• **Passage fourni**:
══════════════════════════════
D’ailleurs, l’intimé soutient en réponse au moyen tiré du défaut de conciliation «qu’une phase de conciliation sollicitée par les deux parties s’est bien déroulée avant l’arbitrage du Bâtonnier et n’a pas abouti», sans que l’on sache si cette phase fut antérieure ou non à la saisine du Bâtonnier.

 

En outre, n’oublions pas le contexte. Cet article 7 de la loi du 31 décembre 1971 et cet article 142 du décret n° 91-1197 du 27 novembre 1991, organisant la profession d'avocat (N° Lexbase : L8168AID) figurent au sein de textes fondateurs de l’organisation actuelle de la profession d’avocat. Il ne serait donc pas irrationnel, pour le moins, de les interpréter en fonction de ce contexte formel et fondamental tout à la fois. Il est bon de donner à la loi le sens qui convient à la matière à laquelle elle est destinée.

 

Enfin, aussi bien sur ce plan du contexte rationnel que d’un point de vue formel, il est remarquable que l’article 142 in fine du décret du 27 novembre 1991 dispose que l’acte de saisine précise, à peine d’irrecevabilité, l’objet du litige, l’identité des parties et les prétentions du saisissant. Il n’y est pas question d’une quelconque procédure de conciliation. Assurément, si le «législateur», entendons les auteurs du décret, avaient prévu l’exigence d’une procédure de conciliation préalable à l’arbitrage du Bâtonnier, il est plus que raisonnable de considérer qu’ils auraient ajouté une référence à ladite conciliation préalable.

 

Dernier argument en faveur de cette analyse, la Cour de cassation a décidé (Cass. com., 29 avril 2014, n° 12-27.004, F-P+B N° Lexbase : A6953MKQ ; JCP éd. E, 2014, 1290, obs. N. Dissaux ; JCP ed. G, 2014, II, 607, obs. H. Croze ; JCP éd. G, 2014, II, 711, obs. O. Sabard) que la clause contractuelle prévoyant une tentative de règlement amiable, non assortie de conditions particulières de mise en oeuvre, ne constitue pas une procédure de conciliation obligatoire préalable à la saisine du juge, dont le non-respect caractérise une fin de non-recevoir s'imposant à celui-ci.
══════════════════════════════
• **Consigne a**:
Relevez et recopiez chacune des lignes des enregistrements où figure la chaîne « person ».
Le passage fourni et les enregistrements constituent deux matériaux distincts.
══════════════════════════════
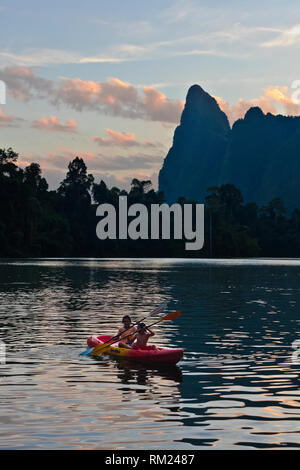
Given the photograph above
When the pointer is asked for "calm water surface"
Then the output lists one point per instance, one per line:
(236, 388)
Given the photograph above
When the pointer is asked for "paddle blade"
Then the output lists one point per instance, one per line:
(171, 316)
(87, 352)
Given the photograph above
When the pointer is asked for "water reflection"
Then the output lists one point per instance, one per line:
(235, 388)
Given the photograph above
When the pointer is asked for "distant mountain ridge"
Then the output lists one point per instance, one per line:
(260, 155)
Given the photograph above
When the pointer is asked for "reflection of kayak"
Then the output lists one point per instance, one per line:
(145, 354)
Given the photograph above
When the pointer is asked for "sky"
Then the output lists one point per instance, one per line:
(107, 81)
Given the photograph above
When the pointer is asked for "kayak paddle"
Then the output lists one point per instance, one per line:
(157, 310)
(98, 350)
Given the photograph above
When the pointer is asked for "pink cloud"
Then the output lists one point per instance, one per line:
(53, 125)
(7, 120)
(113, 97)
(122, 139)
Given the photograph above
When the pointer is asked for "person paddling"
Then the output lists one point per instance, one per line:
(125, 331)
(142, 335)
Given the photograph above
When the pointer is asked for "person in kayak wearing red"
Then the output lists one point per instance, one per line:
(125, 331)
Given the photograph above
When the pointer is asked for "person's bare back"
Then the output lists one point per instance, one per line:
(142, 335)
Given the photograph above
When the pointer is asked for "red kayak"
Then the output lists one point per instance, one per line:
(145, 354)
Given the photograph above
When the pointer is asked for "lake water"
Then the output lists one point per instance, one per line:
(236, 387)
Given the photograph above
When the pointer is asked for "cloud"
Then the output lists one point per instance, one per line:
(287, 37)
(53, 125)
(40, 57)
(7, 120)
(122, 139)
(270, 99)
(114, 97)
(54, 167)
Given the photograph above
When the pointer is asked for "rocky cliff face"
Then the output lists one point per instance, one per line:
(199, 144)
(260, 155)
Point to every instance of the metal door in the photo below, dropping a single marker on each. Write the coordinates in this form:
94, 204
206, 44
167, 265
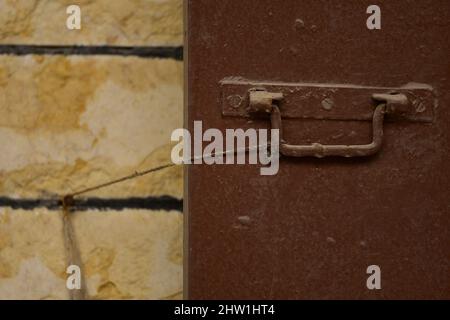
══════════════════════════════
• **Consigne b**:
Reproduisez le passage sur la conciliation préalable depuis « D’ailleurs, l’intimé soutient » jusqu'à « saisine du Bâtonnier. » inclus, en substituant « président du tribunal » à « Bâtonnier ».

• **Réponse complète a**:
When the pointer is asked for "person paddling"
When the pointer is asked for "person in kayak wearing red"
When the pointer is asked for "person's bare back"

• **Réponse complète b**:
D’ailleurs, l’intimé soutient en réponse au moyen tiré du défaut de conciliation «qu’une phase de conciliation sollicitée par les deux parties s’est bien déroulée avant l’arbitrage du président du tribunal et n’a pas abouti», sans que l’on sache si cette phase fut antérieure ou non à la saisine du président du tribunal.